Given task: Reproduce the lines of the material below verbatim, beginning with the line that contains "Every instance of the ornate hair" and continuing through the line that contains "(1075, 681)", with both of those lines included.
— Start Input data —
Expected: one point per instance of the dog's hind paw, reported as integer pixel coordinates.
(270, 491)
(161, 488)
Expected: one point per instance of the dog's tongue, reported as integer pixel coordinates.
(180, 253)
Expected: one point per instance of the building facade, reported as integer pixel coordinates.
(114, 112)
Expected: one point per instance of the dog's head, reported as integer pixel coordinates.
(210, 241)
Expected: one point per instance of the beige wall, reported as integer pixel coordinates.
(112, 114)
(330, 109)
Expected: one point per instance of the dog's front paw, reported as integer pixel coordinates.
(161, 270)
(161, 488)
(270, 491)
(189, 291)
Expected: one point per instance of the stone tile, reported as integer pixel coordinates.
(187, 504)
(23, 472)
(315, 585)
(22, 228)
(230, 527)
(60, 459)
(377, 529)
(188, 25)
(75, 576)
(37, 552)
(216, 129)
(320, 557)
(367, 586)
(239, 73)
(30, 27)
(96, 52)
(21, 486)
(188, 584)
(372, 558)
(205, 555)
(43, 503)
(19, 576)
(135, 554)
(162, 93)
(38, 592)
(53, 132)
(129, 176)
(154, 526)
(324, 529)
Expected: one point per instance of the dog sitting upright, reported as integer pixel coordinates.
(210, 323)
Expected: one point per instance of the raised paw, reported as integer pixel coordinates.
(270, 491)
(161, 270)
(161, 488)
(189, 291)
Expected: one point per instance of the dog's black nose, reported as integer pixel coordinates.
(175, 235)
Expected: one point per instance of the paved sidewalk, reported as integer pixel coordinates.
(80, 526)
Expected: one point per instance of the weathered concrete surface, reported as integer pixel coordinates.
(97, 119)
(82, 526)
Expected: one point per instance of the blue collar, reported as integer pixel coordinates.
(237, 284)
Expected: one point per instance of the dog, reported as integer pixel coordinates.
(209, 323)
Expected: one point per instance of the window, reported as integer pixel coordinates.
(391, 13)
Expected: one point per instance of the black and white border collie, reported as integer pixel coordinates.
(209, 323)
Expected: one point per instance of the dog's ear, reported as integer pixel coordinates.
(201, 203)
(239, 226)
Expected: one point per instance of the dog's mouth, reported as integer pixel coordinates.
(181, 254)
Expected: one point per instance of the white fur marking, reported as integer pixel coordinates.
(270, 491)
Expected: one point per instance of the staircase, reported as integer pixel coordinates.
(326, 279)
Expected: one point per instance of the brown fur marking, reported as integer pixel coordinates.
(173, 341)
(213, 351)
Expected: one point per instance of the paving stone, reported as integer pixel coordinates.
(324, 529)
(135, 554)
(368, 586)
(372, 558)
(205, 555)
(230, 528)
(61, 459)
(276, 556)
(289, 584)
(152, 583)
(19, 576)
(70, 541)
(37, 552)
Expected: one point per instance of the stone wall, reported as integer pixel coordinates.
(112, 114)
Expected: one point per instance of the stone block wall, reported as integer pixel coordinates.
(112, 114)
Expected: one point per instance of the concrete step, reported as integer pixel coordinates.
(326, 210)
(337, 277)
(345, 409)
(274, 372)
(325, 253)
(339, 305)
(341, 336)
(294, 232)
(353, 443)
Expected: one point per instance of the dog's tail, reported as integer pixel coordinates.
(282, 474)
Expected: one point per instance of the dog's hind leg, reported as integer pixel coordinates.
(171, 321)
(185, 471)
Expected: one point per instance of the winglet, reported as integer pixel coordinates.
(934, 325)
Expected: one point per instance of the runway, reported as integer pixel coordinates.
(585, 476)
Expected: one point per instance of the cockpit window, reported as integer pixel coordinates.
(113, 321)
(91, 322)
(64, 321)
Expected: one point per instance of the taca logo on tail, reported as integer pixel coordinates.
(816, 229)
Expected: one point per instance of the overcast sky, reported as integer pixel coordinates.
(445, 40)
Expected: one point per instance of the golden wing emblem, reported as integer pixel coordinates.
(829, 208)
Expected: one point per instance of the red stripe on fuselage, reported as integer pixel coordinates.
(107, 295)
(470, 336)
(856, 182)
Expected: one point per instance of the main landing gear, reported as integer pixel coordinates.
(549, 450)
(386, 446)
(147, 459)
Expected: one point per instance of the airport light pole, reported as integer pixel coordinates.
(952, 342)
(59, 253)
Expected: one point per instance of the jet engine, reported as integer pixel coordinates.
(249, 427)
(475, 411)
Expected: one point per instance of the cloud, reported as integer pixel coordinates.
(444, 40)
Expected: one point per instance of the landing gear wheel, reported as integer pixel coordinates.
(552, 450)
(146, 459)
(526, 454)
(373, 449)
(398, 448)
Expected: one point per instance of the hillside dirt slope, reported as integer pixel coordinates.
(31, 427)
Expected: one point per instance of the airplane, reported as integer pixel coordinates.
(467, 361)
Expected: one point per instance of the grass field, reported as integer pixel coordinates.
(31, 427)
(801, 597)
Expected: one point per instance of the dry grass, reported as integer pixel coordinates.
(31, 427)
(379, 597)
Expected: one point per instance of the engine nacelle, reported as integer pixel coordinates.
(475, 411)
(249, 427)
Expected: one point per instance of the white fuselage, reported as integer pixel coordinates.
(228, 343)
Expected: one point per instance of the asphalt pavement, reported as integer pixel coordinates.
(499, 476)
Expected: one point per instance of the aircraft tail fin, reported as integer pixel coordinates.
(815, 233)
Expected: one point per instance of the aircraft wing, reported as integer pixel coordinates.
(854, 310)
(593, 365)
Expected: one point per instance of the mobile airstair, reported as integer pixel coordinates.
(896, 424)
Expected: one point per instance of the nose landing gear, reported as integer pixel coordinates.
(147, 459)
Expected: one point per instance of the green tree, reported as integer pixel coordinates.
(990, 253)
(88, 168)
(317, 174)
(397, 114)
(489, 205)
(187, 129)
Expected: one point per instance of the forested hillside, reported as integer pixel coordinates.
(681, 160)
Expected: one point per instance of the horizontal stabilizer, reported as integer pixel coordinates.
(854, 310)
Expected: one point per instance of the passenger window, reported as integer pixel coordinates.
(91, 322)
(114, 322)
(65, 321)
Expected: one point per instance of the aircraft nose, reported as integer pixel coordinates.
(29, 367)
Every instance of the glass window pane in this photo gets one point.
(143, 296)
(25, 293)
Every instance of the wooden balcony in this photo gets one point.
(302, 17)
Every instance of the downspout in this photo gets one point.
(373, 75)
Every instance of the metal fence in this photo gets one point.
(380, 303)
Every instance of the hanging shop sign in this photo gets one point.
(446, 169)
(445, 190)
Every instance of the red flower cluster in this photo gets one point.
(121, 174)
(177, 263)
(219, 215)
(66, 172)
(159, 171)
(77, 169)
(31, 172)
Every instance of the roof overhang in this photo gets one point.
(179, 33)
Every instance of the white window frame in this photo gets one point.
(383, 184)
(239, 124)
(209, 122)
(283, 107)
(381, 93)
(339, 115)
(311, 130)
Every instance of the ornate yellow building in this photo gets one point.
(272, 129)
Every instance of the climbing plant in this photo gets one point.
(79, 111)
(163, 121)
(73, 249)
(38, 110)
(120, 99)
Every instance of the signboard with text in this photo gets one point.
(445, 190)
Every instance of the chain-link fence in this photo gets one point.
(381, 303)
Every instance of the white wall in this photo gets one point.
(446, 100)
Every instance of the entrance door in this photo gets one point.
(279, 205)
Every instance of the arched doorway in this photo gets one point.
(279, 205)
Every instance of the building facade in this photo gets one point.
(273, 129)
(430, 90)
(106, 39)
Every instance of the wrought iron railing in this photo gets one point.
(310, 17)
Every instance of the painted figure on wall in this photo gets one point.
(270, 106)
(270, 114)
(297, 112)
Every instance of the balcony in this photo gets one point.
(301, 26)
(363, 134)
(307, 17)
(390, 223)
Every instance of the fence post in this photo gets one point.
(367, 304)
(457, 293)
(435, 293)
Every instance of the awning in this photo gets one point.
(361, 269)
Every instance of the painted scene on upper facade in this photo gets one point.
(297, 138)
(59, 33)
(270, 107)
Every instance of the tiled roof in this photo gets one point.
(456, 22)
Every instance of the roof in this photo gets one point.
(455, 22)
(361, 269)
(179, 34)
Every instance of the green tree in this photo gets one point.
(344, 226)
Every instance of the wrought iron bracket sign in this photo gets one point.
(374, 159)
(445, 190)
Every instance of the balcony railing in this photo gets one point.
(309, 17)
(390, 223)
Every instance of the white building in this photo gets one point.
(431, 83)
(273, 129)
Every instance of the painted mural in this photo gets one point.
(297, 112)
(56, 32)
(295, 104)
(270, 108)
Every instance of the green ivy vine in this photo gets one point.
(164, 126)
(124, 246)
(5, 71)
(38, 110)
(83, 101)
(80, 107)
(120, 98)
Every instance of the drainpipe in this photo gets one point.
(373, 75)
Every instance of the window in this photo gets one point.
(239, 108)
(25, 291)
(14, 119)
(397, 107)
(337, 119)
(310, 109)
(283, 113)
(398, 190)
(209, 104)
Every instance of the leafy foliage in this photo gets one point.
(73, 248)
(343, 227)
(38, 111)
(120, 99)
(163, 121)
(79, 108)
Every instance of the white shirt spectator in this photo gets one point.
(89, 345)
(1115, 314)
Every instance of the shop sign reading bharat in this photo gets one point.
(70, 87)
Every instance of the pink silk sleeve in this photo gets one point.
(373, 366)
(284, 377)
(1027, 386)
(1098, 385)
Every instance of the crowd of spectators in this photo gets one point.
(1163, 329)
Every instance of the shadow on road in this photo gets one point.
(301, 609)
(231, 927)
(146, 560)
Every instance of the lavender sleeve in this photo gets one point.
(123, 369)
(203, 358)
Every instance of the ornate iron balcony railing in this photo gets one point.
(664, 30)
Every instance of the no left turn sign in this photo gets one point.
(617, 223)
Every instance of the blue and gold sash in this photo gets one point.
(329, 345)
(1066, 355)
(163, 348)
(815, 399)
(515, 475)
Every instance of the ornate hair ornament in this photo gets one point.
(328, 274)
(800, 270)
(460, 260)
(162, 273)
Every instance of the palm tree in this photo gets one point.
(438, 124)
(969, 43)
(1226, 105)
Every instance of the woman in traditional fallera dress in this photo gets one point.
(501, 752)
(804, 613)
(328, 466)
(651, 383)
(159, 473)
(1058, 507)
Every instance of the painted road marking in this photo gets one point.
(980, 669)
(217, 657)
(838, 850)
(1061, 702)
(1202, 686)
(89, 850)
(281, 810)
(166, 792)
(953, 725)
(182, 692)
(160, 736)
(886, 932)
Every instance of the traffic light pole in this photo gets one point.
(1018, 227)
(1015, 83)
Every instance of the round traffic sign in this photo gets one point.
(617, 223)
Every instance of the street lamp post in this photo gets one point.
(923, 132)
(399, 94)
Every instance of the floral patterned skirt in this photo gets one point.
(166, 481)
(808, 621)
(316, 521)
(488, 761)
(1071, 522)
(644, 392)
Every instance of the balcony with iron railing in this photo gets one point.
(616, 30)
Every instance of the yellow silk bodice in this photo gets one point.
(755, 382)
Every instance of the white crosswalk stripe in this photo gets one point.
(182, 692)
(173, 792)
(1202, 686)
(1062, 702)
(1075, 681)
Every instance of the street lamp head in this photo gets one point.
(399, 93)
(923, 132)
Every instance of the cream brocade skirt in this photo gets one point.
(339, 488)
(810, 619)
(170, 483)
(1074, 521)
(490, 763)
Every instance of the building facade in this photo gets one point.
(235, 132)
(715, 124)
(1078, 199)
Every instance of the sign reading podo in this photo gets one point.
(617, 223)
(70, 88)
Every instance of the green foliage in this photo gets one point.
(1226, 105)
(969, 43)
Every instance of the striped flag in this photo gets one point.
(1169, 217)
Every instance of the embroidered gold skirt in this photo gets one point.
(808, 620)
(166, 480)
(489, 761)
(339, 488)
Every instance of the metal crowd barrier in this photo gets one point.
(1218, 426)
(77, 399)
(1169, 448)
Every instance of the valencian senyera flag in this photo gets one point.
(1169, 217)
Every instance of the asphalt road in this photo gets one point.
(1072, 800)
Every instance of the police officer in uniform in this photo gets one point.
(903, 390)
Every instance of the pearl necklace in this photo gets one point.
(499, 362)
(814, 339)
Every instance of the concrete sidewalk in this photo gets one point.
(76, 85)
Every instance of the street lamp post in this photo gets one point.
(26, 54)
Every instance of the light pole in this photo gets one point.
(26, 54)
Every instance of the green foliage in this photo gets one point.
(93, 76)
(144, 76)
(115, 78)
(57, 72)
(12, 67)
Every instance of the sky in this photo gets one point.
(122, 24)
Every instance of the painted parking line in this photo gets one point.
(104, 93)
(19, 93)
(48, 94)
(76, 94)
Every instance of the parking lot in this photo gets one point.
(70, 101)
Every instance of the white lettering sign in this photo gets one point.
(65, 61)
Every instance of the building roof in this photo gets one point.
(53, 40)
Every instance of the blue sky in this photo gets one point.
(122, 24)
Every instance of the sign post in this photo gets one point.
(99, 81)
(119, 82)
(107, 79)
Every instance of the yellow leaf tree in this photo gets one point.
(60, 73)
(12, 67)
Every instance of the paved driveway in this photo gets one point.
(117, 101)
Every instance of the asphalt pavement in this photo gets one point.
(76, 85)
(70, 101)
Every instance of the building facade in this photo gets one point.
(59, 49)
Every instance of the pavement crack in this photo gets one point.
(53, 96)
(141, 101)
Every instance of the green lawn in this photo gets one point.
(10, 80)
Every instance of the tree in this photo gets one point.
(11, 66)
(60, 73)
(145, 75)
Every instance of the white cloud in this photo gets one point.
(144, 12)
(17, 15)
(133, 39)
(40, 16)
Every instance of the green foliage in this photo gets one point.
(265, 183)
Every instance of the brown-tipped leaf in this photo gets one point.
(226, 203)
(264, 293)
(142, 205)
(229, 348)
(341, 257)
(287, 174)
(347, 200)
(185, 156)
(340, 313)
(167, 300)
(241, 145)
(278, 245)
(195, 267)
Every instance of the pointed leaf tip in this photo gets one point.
— End Input data —
Output of the task:
Every instance of the ornate hair ornament in this photo gets one point.
(328, 274)
(800, 270)
(460, 260)
(162, 273)
Every instance of the palm tree in this photo gets one point.
(438, 124)
(969, 43)
(1226, 105)
Every instance of the woman in traditional fallera dress in this photo gets one point.
(501, 752)
(804, 613)
(328, 466)
(651, 383)
(159, 473)
(1058, 507)
Every instance of the painted road marking in this photo gets one point.
(980, 669)
(217, 657)
(838, 850)
(1061, 702)
(1202, 686)
(89, 850)
(281, 810)
(166, 792)
(953, 725)
(182, 692)
(160, 736)
(886, 932)
Every instance of the traffic light pole in this photo gets one point.
(1018, 227)
(1015, 83)
Every instance of the round traffic sign in this photo gets one point.
(617, 223)
Every instance of the street lamp post in this photo gets one point.
(923, 132)
(399, 94)
Every instance of the floral patterned skirt in this photo gets one point.
(166, 481)
(808, 621)
(316, 521)
(488, 761)
(1071, 522)
(644, 392)
Every instance of the balcony with iron railing in this photo gets one point.
(616, 30)
Every instance of the yellow silk bodice in this photo gets one point.
(755, 382)
Every instance of the white crosswalk stripe in this photo gets one point.
(182, 692)
(173, 792)
(1202, 686)
(1062, 702)
(1075, 681)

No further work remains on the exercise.